- **Task goal**
All lines from the one with "Practice. Point at the dark ceiling" through the last line of the data below should be copied exactly; please add nothing.
--------
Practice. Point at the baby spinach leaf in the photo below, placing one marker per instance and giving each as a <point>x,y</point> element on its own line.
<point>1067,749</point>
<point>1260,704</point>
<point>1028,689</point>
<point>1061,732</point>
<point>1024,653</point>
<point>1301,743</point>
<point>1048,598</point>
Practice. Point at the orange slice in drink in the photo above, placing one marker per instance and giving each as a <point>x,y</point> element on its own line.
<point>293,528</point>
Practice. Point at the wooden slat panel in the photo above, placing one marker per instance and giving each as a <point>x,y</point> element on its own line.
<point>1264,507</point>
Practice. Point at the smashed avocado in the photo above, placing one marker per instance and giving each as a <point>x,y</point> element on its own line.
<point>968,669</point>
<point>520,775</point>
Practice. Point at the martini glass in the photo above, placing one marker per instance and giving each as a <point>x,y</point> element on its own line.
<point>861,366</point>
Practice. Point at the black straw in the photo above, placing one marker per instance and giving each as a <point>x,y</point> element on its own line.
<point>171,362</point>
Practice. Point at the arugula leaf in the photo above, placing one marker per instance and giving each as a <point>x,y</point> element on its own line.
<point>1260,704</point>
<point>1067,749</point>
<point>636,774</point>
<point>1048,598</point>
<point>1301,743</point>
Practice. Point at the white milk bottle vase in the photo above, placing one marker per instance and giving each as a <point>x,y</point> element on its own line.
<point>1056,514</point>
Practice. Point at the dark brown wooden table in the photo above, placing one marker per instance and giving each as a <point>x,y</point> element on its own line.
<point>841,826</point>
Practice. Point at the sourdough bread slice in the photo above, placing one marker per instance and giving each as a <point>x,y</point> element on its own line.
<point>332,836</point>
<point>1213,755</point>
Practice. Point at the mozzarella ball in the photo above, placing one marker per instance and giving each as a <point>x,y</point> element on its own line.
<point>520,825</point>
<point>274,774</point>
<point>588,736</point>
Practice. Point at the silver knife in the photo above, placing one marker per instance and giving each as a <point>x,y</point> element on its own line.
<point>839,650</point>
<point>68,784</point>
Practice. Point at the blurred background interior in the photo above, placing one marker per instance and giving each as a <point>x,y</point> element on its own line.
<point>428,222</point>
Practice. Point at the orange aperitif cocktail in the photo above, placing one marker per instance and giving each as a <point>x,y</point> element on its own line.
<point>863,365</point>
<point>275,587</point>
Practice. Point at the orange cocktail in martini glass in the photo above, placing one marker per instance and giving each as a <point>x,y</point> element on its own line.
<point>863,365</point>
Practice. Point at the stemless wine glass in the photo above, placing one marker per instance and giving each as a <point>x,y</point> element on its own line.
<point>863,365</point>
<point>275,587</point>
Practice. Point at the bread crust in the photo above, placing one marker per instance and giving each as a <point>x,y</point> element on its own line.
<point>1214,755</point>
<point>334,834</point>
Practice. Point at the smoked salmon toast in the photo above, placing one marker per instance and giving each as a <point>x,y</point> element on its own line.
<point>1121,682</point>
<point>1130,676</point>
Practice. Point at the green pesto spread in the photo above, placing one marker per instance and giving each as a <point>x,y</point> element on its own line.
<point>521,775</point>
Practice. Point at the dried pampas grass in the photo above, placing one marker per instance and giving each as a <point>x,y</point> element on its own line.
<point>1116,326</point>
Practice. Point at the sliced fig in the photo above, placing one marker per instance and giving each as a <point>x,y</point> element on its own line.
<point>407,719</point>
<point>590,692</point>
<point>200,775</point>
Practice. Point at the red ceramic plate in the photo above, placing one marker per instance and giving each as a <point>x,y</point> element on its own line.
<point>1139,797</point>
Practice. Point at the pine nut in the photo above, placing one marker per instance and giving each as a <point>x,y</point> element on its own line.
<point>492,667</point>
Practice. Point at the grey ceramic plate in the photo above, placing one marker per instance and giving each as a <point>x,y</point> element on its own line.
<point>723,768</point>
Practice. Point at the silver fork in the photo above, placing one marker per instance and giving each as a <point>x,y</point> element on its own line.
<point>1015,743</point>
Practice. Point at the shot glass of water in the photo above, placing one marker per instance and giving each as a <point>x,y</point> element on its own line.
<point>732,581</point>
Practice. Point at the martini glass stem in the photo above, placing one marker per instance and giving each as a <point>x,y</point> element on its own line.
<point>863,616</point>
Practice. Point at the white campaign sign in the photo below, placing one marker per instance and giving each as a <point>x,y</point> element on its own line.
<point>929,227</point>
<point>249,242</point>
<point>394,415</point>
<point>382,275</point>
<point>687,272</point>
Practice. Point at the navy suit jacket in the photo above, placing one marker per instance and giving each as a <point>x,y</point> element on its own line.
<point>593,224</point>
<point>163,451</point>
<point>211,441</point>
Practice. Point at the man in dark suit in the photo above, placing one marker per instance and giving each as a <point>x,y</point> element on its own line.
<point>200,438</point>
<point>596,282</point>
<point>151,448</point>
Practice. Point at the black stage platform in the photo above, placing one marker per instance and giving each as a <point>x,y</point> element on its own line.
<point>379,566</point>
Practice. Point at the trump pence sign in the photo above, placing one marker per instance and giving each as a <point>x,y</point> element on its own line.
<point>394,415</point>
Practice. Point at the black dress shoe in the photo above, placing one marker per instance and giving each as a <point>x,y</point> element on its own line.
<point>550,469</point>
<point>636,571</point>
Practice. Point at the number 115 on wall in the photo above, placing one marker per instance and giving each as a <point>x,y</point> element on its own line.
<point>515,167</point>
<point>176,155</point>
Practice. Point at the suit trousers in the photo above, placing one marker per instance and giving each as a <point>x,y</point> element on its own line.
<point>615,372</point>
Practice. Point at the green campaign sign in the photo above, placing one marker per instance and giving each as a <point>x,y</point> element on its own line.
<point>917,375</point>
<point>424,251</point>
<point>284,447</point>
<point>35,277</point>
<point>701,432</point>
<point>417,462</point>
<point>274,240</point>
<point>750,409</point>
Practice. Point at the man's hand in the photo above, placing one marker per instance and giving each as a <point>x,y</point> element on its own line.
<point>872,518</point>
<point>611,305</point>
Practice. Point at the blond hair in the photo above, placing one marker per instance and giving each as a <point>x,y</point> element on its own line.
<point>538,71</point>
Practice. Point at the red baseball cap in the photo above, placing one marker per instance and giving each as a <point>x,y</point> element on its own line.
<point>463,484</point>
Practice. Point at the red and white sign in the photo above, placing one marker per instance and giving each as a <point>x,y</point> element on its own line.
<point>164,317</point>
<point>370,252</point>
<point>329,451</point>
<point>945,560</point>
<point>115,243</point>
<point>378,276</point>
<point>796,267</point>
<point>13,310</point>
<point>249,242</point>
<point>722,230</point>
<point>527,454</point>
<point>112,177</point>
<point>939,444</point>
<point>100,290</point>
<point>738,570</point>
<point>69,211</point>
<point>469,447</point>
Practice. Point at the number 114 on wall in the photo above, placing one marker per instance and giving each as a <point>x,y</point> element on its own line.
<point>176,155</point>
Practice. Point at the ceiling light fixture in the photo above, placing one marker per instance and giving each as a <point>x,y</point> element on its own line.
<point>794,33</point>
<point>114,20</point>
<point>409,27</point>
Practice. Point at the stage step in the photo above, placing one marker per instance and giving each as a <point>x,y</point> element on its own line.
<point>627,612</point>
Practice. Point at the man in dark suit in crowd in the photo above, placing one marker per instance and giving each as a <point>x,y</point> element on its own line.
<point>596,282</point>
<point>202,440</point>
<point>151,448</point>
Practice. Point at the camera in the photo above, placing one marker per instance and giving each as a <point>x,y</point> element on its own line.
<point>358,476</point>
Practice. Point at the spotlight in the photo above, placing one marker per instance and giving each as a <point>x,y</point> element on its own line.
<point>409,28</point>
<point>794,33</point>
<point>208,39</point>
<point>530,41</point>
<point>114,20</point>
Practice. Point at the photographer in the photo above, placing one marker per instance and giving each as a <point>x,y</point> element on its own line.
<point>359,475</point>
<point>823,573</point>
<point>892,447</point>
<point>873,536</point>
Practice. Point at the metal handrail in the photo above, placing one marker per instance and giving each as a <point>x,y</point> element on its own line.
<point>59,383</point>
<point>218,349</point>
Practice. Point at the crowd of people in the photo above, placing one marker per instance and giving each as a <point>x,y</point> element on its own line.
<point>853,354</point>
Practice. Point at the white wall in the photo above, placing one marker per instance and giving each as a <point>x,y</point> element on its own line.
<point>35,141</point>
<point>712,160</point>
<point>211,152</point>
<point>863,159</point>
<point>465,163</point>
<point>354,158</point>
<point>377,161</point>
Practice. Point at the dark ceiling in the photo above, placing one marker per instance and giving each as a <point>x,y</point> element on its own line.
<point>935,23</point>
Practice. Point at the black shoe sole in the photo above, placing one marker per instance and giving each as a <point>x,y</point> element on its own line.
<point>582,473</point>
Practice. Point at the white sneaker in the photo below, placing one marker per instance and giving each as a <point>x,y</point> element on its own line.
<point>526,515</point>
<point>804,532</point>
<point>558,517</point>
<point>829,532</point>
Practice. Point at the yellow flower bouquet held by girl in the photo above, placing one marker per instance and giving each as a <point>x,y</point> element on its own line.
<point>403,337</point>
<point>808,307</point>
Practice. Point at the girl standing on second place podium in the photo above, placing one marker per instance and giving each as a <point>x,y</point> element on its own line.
--------
- **Answer area**
Practice. Point at the dark ceiling in the photo above, placing one marker per instance and giving each as a <point>x,y</point> element on its own line.
<point>935,23</point>
Practice. Point at the black shoe sole in the photo above, placing one marker per instance and giving each as a <point>x,y</point> element on its own line.
<point>582,473</point>
Practice. Point at the white sneaker in the photo below, placing one marker per instance and giving each as a <point>x,y</point> element on its own line.
<point>526,515</point>
<point>804,532</point>
<point>558,517</point>
<point>829,532</point>
Practice. Point at the yellow flower bouquet held by girl in the photo above, placing one marker per instance and giving each as a <point>x,y</point> element on its own line.
<point>403,337</point>
<point>808,307</point>
Practice. Point at the girl standing on second place podium in the photo above, placing one marker per instance and giving each as a <point>x,y</point> element on its own line.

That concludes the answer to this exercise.